### LISTING

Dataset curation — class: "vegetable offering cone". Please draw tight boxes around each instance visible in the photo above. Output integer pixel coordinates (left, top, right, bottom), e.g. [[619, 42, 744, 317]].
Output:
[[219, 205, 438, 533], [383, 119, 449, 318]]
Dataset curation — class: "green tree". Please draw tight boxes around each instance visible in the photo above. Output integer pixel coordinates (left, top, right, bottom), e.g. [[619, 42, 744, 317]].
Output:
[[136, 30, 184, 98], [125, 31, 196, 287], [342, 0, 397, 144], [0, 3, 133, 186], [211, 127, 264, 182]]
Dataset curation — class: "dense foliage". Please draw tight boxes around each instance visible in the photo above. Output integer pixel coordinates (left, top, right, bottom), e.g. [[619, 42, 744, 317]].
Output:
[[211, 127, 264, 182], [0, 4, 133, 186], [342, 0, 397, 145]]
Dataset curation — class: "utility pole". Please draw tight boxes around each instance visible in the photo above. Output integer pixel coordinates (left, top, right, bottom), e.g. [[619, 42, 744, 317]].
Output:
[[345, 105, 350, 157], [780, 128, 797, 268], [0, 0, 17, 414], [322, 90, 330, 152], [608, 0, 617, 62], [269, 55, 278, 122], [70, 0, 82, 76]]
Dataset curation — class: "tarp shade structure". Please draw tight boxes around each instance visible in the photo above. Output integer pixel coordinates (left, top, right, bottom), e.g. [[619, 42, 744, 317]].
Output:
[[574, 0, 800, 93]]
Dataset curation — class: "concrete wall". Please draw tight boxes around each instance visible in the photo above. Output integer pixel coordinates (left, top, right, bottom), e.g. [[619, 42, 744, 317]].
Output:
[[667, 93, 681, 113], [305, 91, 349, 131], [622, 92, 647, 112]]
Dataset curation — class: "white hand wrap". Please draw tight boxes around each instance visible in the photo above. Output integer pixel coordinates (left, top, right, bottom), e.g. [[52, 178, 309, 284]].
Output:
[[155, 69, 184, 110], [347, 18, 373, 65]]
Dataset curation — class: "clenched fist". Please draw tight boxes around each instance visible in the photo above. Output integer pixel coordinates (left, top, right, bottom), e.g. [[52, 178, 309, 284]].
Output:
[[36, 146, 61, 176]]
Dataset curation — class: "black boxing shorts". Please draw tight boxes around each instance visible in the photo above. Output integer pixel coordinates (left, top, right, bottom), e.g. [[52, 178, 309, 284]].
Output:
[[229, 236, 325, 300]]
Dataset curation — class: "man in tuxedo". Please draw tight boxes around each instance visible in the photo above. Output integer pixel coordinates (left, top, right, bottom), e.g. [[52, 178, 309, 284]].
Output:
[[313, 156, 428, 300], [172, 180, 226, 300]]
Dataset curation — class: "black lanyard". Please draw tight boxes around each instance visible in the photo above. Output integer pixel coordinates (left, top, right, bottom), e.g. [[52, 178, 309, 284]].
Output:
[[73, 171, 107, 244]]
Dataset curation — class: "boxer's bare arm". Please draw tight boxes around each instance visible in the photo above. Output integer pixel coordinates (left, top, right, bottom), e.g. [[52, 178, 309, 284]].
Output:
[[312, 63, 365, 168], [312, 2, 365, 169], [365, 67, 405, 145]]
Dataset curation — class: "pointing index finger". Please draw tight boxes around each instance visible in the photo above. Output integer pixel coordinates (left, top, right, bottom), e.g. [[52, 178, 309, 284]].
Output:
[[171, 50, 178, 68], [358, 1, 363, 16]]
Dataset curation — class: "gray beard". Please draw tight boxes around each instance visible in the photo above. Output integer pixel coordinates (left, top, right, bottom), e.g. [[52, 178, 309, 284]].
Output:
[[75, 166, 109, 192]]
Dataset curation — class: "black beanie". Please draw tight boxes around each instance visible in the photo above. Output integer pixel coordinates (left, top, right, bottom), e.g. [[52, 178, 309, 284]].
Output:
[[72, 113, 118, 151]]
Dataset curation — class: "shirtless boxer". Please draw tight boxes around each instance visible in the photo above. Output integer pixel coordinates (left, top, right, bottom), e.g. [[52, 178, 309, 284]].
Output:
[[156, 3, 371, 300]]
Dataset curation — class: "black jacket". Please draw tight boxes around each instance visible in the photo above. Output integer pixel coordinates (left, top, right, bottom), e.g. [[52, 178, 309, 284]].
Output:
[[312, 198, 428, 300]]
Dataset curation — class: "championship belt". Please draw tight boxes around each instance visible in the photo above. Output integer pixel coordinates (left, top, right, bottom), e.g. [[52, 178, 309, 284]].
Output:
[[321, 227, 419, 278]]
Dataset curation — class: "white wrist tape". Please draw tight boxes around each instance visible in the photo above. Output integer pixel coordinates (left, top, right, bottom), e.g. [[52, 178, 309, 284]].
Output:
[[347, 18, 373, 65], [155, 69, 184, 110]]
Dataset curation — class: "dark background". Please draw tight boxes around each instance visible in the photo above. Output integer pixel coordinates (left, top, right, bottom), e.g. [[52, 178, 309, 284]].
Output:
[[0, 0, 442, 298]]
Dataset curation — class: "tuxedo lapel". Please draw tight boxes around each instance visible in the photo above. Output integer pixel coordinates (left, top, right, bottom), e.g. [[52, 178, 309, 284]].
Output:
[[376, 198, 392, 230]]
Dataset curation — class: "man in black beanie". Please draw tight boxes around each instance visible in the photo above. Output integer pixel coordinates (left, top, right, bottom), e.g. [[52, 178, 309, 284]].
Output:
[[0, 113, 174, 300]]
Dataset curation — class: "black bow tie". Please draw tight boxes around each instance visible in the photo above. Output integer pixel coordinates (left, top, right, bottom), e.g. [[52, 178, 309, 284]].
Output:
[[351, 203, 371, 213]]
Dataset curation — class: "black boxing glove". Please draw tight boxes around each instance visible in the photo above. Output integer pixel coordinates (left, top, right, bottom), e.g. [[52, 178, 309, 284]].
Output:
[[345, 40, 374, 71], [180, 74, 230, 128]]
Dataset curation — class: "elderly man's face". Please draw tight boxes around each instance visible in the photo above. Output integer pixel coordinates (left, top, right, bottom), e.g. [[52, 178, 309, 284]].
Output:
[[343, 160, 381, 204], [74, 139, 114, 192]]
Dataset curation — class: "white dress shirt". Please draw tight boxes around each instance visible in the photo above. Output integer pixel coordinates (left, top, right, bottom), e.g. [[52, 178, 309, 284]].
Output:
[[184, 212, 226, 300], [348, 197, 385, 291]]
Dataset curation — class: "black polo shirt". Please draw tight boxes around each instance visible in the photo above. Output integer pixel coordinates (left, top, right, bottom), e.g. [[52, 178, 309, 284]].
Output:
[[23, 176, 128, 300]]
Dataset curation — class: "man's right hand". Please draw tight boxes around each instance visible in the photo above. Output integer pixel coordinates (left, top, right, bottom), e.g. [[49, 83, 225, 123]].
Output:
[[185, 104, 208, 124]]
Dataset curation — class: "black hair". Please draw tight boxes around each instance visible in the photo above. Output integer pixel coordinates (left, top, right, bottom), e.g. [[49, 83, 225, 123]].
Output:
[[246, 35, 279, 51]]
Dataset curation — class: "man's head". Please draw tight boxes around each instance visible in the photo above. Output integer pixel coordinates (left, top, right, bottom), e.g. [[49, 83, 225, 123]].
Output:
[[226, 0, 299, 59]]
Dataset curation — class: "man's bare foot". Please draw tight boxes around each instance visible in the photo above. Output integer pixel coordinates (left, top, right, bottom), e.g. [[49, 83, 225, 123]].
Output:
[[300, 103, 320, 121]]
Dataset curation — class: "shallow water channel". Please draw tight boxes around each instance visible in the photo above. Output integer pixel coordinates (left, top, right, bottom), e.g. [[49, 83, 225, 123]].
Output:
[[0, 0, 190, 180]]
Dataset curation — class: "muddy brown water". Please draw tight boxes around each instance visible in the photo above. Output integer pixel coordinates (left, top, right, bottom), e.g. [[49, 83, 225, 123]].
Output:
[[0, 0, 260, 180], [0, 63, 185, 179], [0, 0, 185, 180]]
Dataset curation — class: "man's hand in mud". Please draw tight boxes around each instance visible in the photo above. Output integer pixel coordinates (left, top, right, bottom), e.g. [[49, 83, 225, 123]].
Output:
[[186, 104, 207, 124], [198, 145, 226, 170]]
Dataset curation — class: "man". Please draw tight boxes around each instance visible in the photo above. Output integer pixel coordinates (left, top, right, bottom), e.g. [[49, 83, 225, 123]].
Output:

### TASK INSTRUCTIONS
List every line of the records that contains the word "black", matching case.

### ANSWER TO THIS EXERCISE
Dataset curation — class: "black boxing shorts". Please draw tight boxes around each instance visible in the photo above. Output integer pixel coordinates (left, top, right, bottom), e.g. [[52, 178, 309, 284]].
Dataset curation — class: "black lanyard". Please draw tight boxes around each instance visible in the photo above. Output integer pixel coordinates (left, top, right, bottom), e.g. [[52, 178, 309, 284]].
Dataset curation — class: "black beanie". Please draw tight boxes around each instance visible in the photo above. Output integer pixel coordinates (left, top, right, bottom), e.g. [[52, 178, 309, 284]].
Dataset curation — class: "black jacket". Please draw tight boxes around each instance visible in the photo above. Output integer pixel coordinates (left, top, right, bottom), e.g. [[52, 178, 309, 284]].
Dataset curation — class: "man in black beanie". Please draw tight boxes around each instance visible in the photo above. Output integer pixel coordinates (left, top, right, bottom), e.g. [[52, 178, 309, 284]].
Dataset curation — class: "black bow tie". Please draw tight boxes around each instance visible in the photo above. Output integer pixel coordinates (left, top, right, bottom), e.g. [[52, 178, 309, 284]].
Dataset curation — class: "black boxing glove". Please draw tight boxes around each instance visible in the photo above. Output integer pixel coordinates (left, top, right, bottom), e.g. [[52, 178, 309, 284]].
Dataset curation — class: "black polo shirt". Please draw tight boxes around each instance visible in the photo above. Output integer pixel coordinates (left, top, right, bottom), e.g. [[52, 178, 309, 284]].
Dataset curation — class: "black hair". Please draw tight boxes around each instance visible in the photo above. Output integer pixel coordinates (left, top, right, bottom), e.g. [[49, 83, 225, 123]].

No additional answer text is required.